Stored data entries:
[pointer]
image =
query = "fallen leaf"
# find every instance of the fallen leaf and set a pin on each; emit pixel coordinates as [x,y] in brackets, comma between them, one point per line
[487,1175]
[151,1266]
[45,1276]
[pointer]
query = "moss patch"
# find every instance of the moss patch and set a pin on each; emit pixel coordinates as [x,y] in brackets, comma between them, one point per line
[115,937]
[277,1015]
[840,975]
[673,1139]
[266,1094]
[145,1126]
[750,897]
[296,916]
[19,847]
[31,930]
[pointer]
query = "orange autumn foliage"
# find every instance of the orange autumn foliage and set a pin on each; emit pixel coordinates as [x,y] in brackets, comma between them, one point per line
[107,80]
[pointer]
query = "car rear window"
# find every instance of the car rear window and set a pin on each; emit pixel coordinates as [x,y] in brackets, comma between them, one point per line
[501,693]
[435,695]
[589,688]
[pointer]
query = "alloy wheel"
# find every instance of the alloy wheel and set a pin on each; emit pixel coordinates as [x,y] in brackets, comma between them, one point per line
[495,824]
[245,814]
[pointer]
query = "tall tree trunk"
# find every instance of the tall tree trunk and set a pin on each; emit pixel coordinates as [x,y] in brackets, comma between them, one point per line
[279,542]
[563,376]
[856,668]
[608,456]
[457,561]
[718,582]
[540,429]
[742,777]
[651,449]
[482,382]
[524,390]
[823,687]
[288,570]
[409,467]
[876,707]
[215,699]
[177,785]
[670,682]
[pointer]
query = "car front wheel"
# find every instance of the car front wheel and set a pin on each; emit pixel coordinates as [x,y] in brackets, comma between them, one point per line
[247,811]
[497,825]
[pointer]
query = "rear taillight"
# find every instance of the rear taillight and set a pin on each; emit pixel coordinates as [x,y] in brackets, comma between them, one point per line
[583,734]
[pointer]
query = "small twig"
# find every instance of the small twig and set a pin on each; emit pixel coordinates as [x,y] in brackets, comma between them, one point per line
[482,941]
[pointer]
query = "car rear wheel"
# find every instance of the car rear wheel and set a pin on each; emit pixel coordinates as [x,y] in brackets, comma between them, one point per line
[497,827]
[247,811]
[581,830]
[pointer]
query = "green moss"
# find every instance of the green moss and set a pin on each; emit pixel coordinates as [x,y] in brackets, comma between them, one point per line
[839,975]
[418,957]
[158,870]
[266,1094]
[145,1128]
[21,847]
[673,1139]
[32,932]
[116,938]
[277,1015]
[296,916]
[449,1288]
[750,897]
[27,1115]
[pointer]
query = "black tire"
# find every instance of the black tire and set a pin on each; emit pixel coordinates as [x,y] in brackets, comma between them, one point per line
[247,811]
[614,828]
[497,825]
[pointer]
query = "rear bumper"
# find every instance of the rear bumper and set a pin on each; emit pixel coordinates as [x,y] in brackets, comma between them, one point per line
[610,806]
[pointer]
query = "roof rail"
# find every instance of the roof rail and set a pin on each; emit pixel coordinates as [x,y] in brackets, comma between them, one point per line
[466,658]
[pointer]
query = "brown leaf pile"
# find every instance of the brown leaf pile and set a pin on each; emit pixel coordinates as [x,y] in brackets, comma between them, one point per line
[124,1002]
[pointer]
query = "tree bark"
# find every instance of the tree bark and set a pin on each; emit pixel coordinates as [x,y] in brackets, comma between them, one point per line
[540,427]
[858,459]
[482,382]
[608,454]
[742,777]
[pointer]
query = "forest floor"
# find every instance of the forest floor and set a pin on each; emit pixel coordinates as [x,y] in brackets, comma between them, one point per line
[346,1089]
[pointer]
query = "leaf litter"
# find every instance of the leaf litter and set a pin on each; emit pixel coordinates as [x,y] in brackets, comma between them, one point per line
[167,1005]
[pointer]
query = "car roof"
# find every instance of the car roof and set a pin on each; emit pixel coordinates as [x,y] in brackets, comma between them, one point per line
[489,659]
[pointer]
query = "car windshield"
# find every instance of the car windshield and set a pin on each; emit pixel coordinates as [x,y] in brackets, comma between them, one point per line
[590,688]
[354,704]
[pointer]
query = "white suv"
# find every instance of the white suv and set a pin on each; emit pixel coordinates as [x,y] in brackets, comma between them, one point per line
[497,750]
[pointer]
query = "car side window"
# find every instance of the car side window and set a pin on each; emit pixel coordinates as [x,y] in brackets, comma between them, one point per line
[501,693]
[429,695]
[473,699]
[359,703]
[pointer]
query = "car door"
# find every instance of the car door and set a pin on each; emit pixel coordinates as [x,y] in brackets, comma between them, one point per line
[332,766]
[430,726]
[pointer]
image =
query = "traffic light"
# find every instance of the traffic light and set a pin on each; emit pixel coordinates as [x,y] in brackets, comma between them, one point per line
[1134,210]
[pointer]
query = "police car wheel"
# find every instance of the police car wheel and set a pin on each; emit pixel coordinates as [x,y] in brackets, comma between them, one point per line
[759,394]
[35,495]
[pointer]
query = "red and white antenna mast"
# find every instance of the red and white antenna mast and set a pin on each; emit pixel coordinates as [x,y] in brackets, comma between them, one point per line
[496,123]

Exercise description: The entries above are to be output exactly as they appear.

Exercise response:
[pointer]
image =
query = "fallen leaf"
# find every instance of the fallen leaf and set a pin on each; emit pixel coordinates as [x,y] in brackets, comma between them, one point per line
[487,1175]
[151,1266]
[45,1276]
[pointer]
query = "moss patch"
# find every instance of the moss patch and set a pin on each; emit pixel coordinates as [x,y] in brackets, comma between them, one point per line
[115,937]
[277,1015]
[840,975]
[673,1139]
[266,1094]
[145,1126]
[750,897]
[296,916]
[19,847]
[31,930]
[pointer]
query = "orange autumn foliage"
# find every instance of the orange autumn foliage and set a pin on each; emit pixel coordinates as [x,y] in brackets, comma between them, one point per line
[107,80]
[pointer]
query = "car rear window"
# find every instance of the car rear window and set a pin on each; emit pixel coordinates as [x,y] in brackets, comma between them, one point per line
[501,693]
[435,695]
[589,688]
[pointer]
query = "alloy wheel"
# find every instance of the alloy wheel and set a pin on each; emit pixel coordinates as [x,y] in brackets, comma between them, one point per line
[495,824]
[245,814]
[pointer]
query = "tall tree trunk"
# find every instance of the tall tree trunk and set a pin on each; emit pixel coordinates as [x,y] in brackets, comma between them, one point per line
[279,542]
[563,376]
[856,668]
[608,456]
[457,561]
[718,582]
[540,429]
[742,777]
[651,449]
[482,382]
[524,390]
[823,687]
[288,570]
[409,467]
[876,707]
[215,699]
[177,785]
[670,682]
[pointer]
query = "car front wheel"
# find every instance of the car front wheel and set a pin on each; emit pixel coordinates as [x,y] in brackets, comma between them, one point per line
[247,811]
[497,825]
[pointer]
query = "rear taillight"
# find every instance of the rear taillight and set a pin on each; emit pixel coordinates as [x,y] in brackets, comma between them, one point per line
[583,734]
[pointer]
query = "small twig"
# find every instance of the small twig and set a pin on each; emit pixel coordinates as [x,y] in brackets, comma between them, one point per line
[482,941]
[pointer]
query = "car rear wheel"
# find every instance of the car rear wheel and set a pin on each; emit pixel coordinates as [x,y] in brackets, comma between them, one point per line
[497,827]
[247,811]
[581,830]
[pointer]
query = "green moss"
# find every instance of the green moss and set a pin on each; emit pixel coordinates as [x,y] in brackets, comma between them, one point per line
[839,975]
[418,957]
[158,870]
[266,1094]
[145,1128]
[21,847]
[673,1139]
[32,932]
[116,938]
[277,1015]
[296,916]
[449,1288]
[750,897]
[27,1115]
[pointer]
query = "black tire"
# find every instance of the black tire and set a pin on each; emit pixel coordinates as [x,y] in brackets, comma between them, one point per line
[247,811]
[614,828]
[497,825]
[pointer]
query = "rear bumper"
# find every instance of the rear bumper and set a pin on each; emit pixel coordinates as [x,y] in brackets, comma between them, one point per line
[610,806]
[pointer]
query = "roof rail"
# find every instance of the roof rail and set a pin on each; emit pixel coordinates as [x,y] in brackets, comma between them, one point per line
[466,658]
[pointer]
query = "brown leaf pile"
# find every instance of the brown leaf pile and set a pin on each; emit pixel coordinates as [x,y] in brackets, comma between them, one point per line
[124,1002]
[pointer]
query = "tree bark"
# find every instance of the tree bark and set a pin on each; emit pixel coordinates as [x,y] in brackets, comma between them, one point per line
[540,427]
[858,459]
[482,382]
[608,454]
[742,777]
[pointer]
query = "forest floor"
# find every instance of the forest floor and set a pin on each; emit pixel coordinates as [x,y] in brackets, comma between them, one point per line
[346,1089]
[pointer]
query = "leaf litter"
# find every instance of the leaf litter and set a pin on each; emit pixel coordinates as [x,y] in brackets, comma between them, one point per line
[167,1005]
[pointer]
query = "car roof"
# find every instance of the car roof and set a pin on each; emit pixel coordinates as [x,y] in brackets, comma between them, one point per line
[489,659]
[pointer]
query = "car windshield"
# find every instance of the car windshield and set a pin on each; emit pixel coordinates as [x,y] in brackets, comma between them, one point per line
[590,688]
[354,704]
[pointer]
query = "white suv"
# find every instance of the white suv and set a pin on each; emit pixel coordinates as [x,y] in brackets, comma between them, one point per line
[497,750]
[pointer]
query = "car side window"
# find every instance of the car side window and set a pin on each; emit pixel coordinates as [x,y] in brackets, comma between them, one point per line
[501,693]
[429,695]
[473,699]
[359,703]
[pointer]
query = "car door"
# find every instance of the car door and set a pin on each; emit pixel coordinates as [x,y] in brackets, comma between them, one point per line
[332,766]
[430,726]
[pointer]
image =
query = "traffic light"
# find every instance of the traffic light and set a pin on each; emit pixel coordinates as [x,y] in brackets, comma between them, one point per line
[1134,210]
[pointer]
query = "police car wheel"
# find every instance of the police car wheel and set a pin on each; emit pixel coordinates as [x,y] in brackets, comma between them, one point per line
[759,394]
[35,495]
[pointer]
query = "red and white antenna mast"
# find every instance of the red and white antenna mast and set a pin on each; emit pixel coordinates as [x,y] in brackets, comma between them, one point per line
[496,123]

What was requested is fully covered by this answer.